> [What you will do]: Convert all of the data below into a Markdown table with the columns Row and Text, where Row gives each line's number in sequence and Text holds that line. Leave out any blank lines.

> [Excerpted data]:
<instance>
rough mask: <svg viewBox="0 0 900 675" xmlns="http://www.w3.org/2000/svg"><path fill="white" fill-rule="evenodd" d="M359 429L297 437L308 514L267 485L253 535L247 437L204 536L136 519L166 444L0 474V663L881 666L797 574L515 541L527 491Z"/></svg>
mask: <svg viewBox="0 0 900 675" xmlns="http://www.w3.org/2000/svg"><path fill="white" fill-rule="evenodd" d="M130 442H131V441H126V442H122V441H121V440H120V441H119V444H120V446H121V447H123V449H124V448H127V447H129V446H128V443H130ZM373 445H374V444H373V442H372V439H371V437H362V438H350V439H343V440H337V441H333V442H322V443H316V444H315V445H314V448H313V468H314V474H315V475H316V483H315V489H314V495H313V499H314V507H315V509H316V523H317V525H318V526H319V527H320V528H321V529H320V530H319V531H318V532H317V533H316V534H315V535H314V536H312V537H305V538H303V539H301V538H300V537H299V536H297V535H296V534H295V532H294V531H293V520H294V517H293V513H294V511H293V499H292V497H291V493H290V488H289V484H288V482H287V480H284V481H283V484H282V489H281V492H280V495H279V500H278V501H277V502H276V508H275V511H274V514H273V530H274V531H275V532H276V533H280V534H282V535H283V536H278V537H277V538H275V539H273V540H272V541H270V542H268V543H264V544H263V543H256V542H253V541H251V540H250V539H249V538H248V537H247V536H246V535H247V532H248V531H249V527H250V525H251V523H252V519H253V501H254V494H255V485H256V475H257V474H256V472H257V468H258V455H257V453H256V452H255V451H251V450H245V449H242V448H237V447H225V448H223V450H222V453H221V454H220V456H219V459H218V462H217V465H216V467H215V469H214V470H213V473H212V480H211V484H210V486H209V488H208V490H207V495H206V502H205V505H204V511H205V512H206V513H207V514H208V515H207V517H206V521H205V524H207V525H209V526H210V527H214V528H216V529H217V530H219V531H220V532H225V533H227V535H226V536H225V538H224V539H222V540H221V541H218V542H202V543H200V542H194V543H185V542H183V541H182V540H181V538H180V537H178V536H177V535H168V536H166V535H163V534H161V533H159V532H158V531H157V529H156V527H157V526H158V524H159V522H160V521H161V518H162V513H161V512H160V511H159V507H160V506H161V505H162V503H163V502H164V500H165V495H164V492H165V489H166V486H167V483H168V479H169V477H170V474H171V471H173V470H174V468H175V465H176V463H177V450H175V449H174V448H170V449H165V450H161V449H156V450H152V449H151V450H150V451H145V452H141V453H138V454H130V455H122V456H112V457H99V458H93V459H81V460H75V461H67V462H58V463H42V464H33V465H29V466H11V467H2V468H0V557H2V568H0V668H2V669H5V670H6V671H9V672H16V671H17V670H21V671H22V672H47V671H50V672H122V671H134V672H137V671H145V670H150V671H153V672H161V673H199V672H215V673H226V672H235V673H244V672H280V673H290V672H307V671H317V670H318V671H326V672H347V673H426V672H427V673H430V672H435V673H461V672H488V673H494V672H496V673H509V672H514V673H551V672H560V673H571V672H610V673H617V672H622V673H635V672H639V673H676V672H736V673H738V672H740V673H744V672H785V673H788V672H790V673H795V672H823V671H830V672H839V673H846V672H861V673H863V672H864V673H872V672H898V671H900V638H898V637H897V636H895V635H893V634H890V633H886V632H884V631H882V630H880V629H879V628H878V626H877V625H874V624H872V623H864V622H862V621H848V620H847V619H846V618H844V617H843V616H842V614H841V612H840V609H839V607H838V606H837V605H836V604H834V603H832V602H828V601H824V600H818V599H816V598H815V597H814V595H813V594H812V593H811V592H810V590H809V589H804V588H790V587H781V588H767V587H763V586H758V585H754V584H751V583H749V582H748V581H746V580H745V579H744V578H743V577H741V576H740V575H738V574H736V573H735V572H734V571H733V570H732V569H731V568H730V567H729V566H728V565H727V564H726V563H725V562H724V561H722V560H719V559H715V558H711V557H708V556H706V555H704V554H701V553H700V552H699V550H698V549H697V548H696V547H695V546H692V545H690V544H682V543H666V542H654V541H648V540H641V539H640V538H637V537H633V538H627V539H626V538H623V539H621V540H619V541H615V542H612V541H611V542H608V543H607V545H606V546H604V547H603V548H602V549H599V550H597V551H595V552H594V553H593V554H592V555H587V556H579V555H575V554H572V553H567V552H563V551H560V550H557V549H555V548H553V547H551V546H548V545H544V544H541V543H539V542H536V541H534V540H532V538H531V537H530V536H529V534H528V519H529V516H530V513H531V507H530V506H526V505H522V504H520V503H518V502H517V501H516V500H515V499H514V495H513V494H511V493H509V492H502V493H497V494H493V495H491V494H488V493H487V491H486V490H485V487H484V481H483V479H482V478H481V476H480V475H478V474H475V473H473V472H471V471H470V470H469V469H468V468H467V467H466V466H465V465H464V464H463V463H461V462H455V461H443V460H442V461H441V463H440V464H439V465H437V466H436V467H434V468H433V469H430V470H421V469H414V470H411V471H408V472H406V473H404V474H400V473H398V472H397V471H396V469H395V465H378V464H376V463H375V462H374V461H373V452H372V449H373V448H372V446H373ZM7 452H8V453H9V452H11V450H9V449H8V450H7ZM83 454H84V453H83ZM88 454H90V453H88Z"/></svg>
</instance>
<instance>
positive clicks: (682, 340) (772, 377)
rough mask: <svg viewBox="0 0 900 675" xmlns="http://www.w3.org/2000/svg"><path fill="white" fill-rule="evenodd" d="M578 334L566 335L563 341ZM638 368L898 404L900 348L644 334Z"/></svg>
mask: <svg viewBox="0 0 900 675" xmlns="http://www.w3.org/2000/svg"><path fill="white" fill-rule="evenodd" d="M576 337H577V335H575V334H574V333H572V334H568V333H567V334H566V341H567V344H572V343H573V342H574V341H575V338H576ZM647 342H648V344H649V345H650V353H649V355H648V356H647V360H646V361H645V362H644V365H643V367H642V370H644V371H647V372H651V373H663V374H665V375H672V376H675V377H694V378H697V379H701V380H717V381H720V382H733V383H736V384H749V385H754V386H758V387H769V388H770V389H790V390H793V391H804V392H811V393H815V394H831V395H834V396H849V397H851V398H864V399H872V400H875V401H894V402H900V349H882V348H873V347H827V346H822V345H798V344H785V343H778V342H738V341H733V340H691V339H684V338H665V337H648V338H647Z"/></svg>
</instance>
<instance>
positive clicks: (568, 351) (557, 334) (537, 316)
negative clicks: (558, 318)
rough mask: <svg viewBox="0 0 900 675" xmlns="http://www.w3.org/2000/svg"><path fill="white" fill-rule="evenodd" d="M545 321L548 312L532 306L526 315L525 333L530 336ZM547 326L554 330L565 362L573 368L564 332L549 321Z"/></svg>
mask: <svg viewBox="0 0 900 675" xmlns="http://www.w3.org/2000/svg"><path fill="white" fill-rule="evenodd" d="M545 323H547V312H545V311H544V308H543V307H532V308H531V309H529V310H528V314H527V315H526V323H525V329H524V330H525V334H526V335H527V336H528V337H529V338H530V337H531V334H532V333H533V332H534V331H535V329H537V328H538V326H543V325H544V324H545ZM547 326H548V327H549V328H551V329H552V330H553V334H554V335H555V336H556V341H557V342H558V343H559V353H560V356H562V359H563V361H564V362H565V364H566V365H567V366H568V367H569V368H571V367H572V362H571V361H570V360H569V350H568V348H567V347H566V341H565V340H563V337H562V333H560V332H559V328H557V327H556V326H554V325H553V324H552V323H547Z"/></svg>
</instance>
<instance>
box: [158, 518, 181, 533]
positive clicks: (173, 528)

> [Solution to this task]:
| Row | Text |
|---|---|
| 1 | <instance> |
| 2 | rough mask: <svg viewBox="0 0 900 675" xmlns="http://www.w3.org/2000/svg"><path fill="white" fill-rule="evenodd" d="M359 429L297 437L308 514L267 485L253 535L247 437L204 536L136 519L166 444L0 474V663L881 666L797 574L515 541L527 491Z"/></svg> |
| 3 | mask: <svg viewBox="0 0 900 675" xmlns="http://www.w3.org/2000/svg"><path fill="white" fill-rule="evenodd" d="M130 442H131V441H126V442H122V441H121V440H120V441H119V444H120V446H121V447H123V449H124V448H127V447H129V446H128V443H130ZM373 445H374V444H373V442H372V439H371V437H362V438H350V439H343V440H337V441H333V442H322V443H316V444H315V445H314V448H313V468H314V474H315V475H316V483H315V489H314V495H313V499H314V507H315V509H316V523H317V525H318V526H319V527H320V528H321V529H320V530H319V531H318V532H317V533H316V534H315V535H314V536H312V537H305V538H303V539H301V538H300V537H299V536H297V535H296V534H295V532H294V531H293V520H294V517H293V513H294V511H293V499H292V497H291V493H290V488H289V484H288V482H287V480H284V481H283V484H282V489H281V492H280V495H279V500H278V501H277V502H276V508H275V511H274V514H273V530H274V531H275V532H276V533H280V534H282V535H283V536H278V537H277V538H275V539H273V540H272V541H270V542H268V543H264V544H263V543H256V542H253V541H251V540H250V539H249V538H248V537H247V536H246V535H247V532H248V531H249V527H250V525H251V523H252V519H253V501H254V494H255V485H256V475H257V474H256V472H257V468H258V455H257V453H256V452H255V451H251V450H245V449H242V448H237V447H225V448H223V450H222V453H221V454H220V456H219V459H218V462H217V465H216V467H215V469H214V470H213V473H212V480H211V484H210V486H209V488H208V490H207V495H206V502H205V505H204V511H205V512H206V513H207V514H208V515H207V517H206V521H205V524H207V525H209V526H210V527H214V528H216V529H217V530H219V531H220V532H225V533H227V535H226V536H225V538H224V539H222V540H221V541H218V542H202V543H200V542H194V543H185V542H183V541H182V540H181V538H180V537H178V536H177V535H168V536H166V535H163V534H161V533H159V532H158V531H157V529H156V527H157V526H158V524H159V522H160V521H161V518H162V513H161V512H160V511H159V507H160V506H161V505H162V503H163V502H164V500H165V495H164V492H165V489H166V486H167V483H168V479H169V477H170V474H171V471H173V470H174V468H175V465H176V463H177V450H175V449H174V448H170V449H165V450H161V449H156V450H152V449H151V450H150V451H145V452H141V453H138V454H130V455H122V456H112V457H99V458H93V459H81V460H75V461H67V462H58V463H42V464H33V465H29V466H11V467H2V468H0V557H2V568H0V668H2V669H5V670H6V671H9V672H16V671H17V670H21V671H22V672H47V671H50V672H122V671H134V672H137V671H145V670H150V671H153V672H161V673H199V672H215V673H226V672H235V673H244V672H280V673H290V672H307V671H317V670H318V671H326V672H347V673H426V672H427V673H430V672H435V673H461V672H488V673H494V672H496V673H509V672H514V673H551V672H560V673H571V672H610V673H617V672H622V673H635V672H639V673H676V672H736V673H738V672H740V673H744V672H785V673H788V672H790V673H795V672H823V671H830V672H839V673H846V672H861V673H863V672H864V673H872V672H898V671H900V638H898V637H897V636H895V635H893V634H890V633H886V632H884V631H882V630H880V629H879V628H878V626H877V625H874V624H872V623H864V622H862V621H848V620H847V619H846V618H844V617H843V616H842V614H841V612H840V609H839V607H838V606H837V605H836V604H834V603H832V602H828V601H824V600H818V599H816V598H815V597H814V595H813V594H812V593H811V592H810V590H809V589H804V588H790V587H781V588H767V587H763V586H758V585H754V584H751V583H749V582H748V581H746V580H745V579H744V578H743V577H741V576H740V575H738V574H736V573H735V572H734V571H733V570H732V569H731V568H730V567H729V566H728V565H727V564H726V563H725V562H724V561H722V560H719V559H715V558H711V557H708V556H706V555H704V554H701V553H700V552H699V550H698V549H697V548H696V547H695V546H692V545H690V544H682V543H666V542H654V541H648V540H641V539H640V538H637V537H633V538H627V539H626V538H623V539H621V540H619V541H615V542H612V541H611V542H608V543H607V545H606V546H604V547H603V548H602V549H599V550H597V551H595V552H594V553H593V554H592V555H587V556H579V555H575V554H572V553H567V552H563V551H560V550H557V549H555V548H553V547H551V546H548V545H544V544H541V543H539V542H536V541H534V540H532V538H531V537H530V536H529V534H528V519H529V516H530V513H531V507H530V506H526V505H522V504H520V503H518V502H517V501H516V500H515V499H514V495H513V494H511V493H509V492H502V493H497V494H493V495H491V494H488V493H487V491H486V490H485V487H484V481H483V479H482V478H481V476H480V475H478V474H475V473H473V472H471V471H470V470H469V469H468V468H467V467H466V466H465V465H464V464H463V463H461V462H455V461H443V460H442V461H441V463H440V464H439V465H437V466H436V467H434V468H433V469H430V470H421V469H414V470H411V471H408V472H406V473H404V474H400V473H398V472H397V471H396V469H395V465H378V464H376V463H375V462H374V461H373V452H372V449H373V448H372V446H373ZM7 452H8V453H9V452H11V450H9V449H8V450H7ZM83 454H84V453H83ZM88 454H90V453H88Z"/></svg> |
| 4 | </instance> |
| 5 | <instance> |
| 6 | positive clicks: (682, 340) (772, 377) |
| 7 | rough mask: <svg viewBox="0 0 900 675" xmlns="http://www.w3.org/2000/svg"><path fill="white" fill-rule="evenodd" d="M578 334L566 335L563 341ZM638 368L898 404L900 348L644 334Z"/></svg> |
| 8 | mask: <svg viewBox="0 0 900 675" xmlns="http://www.w3.org/2000/svg"><path fill="white" fill-rule="evenodd" d="M576 337H577V335H575V334H574V333H572V334H568V333H567V334H566V341H567V344H572V343H573V342H574V341H575V338H576ZM647 342H648V344H649V345H650V353H649V355H648V356H647V360H646V361H645V362H644V365H643V367H642V370H644V371H647V372H651V373H663V374H665V375H672V376H675V377H694V378H697V379H701V380H717V381H720V382H733V383H736V384H749V385H754V386H758V387H769V388H770V389H790V390H793V391H804V392H811V393H815V394H831V395H834V396H849V397H851V398H864V399H872V400H875V401H894V402H900V349H882V348H873V347H827V346H822V345H798V344H785V343H778V342H738V341H733V340H691V339H684V338H665V337H648V338H647Z"/></svg> |
| 9 | </instance> |
| 10 | <instance> |
| 11 | positive clicks: (568, 351) (557, 334) (537, 316) |
| 12 | negative clicks: (558, 318) |
| 13 | rough mask: <svg viewBox="0 0 900 675" xmlns="http://www.w3.org/2000/svg"><path fill="white" fill-rule="evenodd" d="M545 321L548 312L532 306L526 315L525 333L530 336ZM547 326L554 330L565 362L573 368L564 332L549 321Z"/></svg> |
| 14 | mask: <svg viewBox="0 0 900 675" xmlns="http://www.w3.org/2000/svg"><path fill="white" fill-rule="evenodd" d="M545 323H547V312H545V311H544V308H543V307H532V308H531V309H529V310H528V314H527V315H526V323H525V329H524V330H525V334H526V335H527V336H528V337H529V338H530V337H531V334H532V333H533V332H534V331H535V329H537V328H538V326H543V325H544V324H545ZM547 326H548V327H549V328H551V329H552V330H553V334H554V335H555V336H556V341H557V342H558V343H559V353H560V356H562V359H563V361H564V362H565V364H566V365H567V366H568V367H569V368H571V367H572V362H571V361H570V360H569V350H568V348H567V347H566V341H565V340H563V337H562V333H560V332H559V328H557V327H556V326H554V325H553V324H552V323H547Z"/></svg> |
| 15 | </instance> |
| 16 | <instance> |
| 17 | box: [158, 518, 181, 533] |
| 18 | positive clicks: (173, 528) |